Ihre Aufgabe - Fassen Sie den Text über die Rückreise Peters I. in genau zwei Sätzen zusammen.

:: Text ::

Peter I. auf seiner Rückreise nach Russland

(Teil 4 von 4)

Wilhelm von Diez: Postkutschenfahrt
Wilhelm von Diez: Postkutschenfahrt

Am 15. Mai 1698 verließ Peter mit seiner Gesandtschaft in einer Postkutsche Amsterdam und erreichte nach einigen Tagen Kleve, wo er sich von seinem Gefolge trennte. Peter reiste über Hildesheim und Leipzig weiter nach Dresden, wo er am 31. Mai ankam.

Trotz der Abwesenheit des Kurfürsten August II. wurde er höchst feierlich empfangen.

Nach 4 Tagen reiste er über Prag nach Wien, wo das Hofzeremoniell, damals ein hochwichtiger Gegenstand, zu seinem großen Verdruss viel zu viel Zeit kostete.

Leopold I.
Leopold I.

Peter verhandelte mit Kaiser Leopold I. und versuchte die Wiener Regierung für einen Kampf gegen den gemeinsamen Feind, die Osmanen, zu gewinnen.

Der Kaiser war aber für den Frieden, der Zar für den Krieg.

Peter legte dar, dass er außer Asow auch die Krim und vor allem die Festung Kertsch erobern musste, denn das sei der einzige Weg, um den Überfällen der tatarischen Horden in den Grenzgebieten Südrusslands ein Ende zu setzen.

Der österreichische Kanzler Kinsky erklärte, Österreich sei der 16-jährigen Kriegslasten (Großer Türkenkrieg von 1683 - 1699) überdrüssig und man einigte sich nur darin, dass kein Vertrag zum Nachteil der Bundesgenossen geschlossen werden sollte.

Peter verstand, dass er von Leopold keine militärische Hilfe erwarten konnte und mit diesem Ergebnis wurden die Verhandlungen unterbrochen.

 

In Wien nahm Peter 9 venezianische Schiffskapitäne in seinen Dienst; 4 von seinen Russen schickte er zur Erlernung des Seedienstes und zur Anwerbung von Spezialisten nach Italien und 12 andere nach Berlin zum Bombardierdienst.

:::
:: Vorliegende Angaben ::

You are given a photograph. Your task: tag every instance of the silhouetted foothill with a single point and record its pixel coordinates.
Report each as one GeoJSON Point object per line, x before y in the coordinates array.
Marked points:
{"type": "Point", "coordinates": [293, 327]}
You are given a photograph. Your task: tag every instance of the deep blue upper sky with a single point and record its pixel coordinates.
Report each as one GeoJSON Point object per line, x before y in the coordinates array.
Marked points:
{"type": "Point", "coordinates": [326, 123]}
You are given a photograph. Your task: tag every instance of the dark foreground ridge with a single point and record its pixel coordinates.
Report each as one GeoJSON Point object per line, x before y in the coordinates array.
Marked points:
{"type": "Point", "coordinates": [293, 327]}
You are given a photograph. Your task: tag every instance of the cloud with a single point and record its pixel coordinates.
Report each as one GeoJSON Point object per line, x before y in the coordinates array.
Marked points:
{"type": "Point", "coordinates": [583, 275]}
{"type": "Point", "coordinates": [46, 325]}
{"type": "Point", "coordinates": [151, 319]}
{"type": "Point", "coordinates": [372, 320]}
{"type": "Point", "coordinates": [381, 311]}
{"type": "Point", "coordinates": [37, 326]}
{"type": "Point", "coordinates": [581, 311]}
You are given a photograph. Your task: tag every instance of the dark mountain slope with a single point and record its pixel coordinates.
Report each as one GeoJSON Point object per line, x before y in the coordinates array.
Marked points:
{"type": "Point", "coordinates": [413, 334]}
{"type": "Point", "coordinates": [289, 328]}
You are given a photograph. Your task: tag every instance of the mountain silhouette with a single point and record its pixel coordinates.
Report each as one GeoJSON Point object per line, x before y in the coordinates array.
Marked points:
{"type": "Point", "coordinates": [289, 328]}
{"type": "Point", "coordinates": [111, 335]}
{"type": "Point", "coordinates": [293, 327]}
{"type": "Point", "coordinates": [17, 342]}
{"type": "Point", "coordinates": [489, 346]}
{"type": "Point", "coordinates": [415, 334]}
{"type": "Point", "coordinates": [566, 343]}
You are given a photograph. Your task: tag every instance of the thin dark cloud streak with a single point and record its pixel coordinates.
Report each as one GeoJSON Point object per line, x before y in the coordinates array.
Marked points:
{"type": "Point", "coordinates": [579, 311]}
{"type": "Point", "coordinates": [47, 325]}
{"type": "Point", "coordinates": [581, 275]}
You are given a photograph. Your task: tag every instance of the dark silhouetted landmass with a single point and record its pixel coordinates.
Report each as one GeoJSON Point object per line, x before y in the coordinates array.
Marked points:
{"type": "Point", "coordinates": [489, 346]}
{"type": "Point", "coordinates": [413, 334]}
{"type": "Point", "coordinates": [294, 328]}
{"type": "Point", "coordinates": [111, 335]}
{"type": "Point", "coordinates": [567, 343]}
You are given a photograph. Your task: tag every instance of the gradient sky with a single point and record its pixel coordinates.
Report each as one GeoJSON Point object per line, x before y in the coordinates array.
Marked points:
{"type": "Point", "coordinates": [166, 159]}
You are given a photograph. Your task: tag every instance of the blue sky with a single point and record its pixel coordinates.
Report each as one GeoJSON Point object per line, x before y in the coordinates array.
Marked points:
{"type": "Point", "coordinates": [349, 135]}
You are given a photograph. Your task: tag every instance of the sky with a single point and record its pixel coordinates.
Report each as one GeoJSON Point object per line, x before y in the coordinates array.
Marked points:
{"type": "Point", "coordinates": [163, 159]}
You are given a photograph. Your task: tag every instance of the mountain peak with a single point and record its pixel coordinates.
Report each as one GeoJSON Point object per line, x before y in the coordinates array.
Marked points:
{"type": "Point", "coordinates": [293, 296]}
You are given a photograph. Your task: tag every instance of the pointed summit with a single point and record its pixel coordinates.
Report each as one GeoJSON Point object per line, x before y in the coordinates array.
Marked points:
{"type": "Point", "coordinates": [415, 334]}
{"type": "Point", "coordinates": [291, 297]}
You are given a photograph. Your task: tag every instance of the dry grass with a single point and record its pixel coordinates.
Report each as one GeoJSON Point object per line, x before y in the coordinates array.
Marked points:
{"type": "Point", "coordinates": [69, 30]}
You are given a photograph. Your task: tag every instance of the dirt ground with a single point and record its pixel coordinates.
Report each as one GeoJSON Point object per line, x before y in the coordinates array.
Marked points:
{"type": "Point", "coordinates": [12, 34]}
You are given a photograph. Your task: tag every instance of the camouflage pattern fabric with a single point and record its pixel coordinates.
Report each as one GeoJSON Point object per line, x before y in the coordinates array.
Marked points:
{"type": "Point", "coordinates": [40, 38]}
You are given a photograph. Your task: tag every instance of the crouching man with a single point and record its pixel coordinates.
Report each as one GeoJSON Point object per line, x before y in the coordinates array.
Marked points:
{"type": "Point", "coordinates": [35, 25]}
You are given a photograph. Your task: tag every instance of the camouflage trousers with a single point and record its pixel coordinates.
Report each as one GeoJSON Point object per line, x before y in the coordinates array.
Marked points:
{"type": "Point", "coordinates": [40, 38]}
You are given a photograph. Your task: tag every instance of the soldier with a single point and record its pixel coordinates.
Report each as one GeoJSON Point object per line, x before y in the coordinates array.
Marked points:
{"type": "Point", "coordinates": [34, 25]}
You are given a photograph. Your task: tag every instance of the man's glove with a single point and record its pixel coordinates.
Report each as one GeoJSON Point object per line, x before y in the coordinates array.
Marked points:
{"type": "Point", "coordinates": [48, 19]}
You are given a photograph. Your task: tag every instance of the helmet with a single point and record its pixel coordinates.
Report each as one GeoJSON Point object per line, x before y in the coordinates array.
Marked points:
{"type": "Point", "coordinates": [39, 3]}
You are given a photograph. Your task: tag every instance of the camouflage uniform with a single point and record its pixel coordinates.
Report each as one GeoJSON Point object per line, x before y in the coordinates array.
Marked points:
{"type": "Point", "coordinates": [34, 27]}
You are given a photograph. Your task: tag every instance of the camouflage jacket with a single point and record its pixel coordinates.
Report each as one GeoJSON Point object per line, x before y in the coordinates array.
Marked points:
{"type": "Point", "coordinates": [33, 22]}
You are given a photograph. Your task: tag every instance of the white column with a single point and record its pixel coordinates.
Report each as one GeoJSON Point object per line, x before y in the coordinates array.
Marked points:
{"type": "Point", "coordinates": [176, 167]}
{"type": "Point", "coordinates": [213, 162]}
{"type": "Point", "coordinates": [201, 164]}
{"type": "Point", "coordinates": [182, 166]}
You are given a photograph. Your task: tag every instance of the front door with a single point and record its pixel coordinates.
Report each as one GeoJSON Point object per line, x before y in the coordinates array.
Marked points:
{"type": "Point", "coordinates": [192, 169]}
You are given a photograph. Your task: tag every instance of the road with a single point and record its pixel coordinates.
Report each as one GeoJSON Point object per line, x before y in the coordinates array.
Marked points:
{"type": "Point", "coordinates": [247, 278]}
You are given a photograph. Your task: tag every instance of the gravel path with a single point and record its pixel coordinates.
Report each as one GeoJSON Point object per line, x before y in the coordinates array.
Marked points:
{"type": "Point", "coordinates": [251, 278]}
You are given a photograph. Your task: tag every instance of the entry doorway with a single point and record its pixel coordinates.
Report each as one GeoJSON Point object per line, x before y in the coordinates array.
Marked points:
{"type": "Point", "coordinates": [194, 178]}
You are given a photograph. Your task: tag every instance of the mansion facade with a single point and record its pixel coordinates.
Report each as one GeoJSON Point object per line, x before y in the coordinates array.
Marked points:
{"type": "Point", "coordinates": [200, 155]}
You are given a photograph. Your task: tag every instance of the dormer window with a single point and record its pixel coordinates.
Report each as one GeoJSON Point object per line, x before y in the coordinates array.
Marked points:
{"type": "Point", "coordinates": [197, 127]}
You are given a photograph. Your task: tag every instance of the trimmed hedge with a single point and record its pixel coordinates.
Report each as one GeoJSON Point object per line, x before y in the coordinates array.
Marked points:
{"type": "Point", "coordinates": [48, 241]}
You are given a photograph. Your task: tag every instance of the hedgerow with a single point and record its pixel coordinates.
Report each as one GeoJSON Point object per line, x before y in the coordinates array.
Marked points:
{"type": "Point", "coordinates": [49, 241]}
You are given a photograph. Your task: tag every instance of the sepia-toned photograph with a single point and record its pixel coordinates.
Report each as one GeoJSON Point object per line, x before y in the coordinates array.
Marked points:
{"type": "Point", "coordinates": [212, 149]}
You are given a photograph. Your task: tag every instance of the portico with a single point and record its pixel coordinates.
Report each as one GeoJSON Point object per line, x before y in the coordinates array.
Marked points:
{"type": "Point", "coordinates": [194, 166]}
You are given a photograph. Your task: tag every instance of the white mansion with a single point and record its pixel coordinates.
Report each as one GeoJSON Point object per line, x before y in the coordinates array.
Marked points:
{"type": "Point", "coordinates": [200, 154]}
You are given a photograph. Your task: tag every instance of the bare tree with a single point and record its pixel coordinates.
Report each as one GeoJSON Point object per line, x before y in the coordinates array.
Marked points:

:::

Vollständige Antwort - Im Mai 1698 reiste Peter I. von Amsterdam über Kleve, Hildesheim und Leipzig nach Dresden, wo er feierlich empfangen wurde, und von dort über Prag weiter nach Wien. Dort versuchte er, Kaiser Leopold I. für einen Krieg gegen die Osmanen zu gewinnen, erhielt aber keine militärische Zusage, weil Österreich der langen Kriegslasten überdrüssig war, und nahm neun venezianische Schiffskapitäne in seinen Dienst.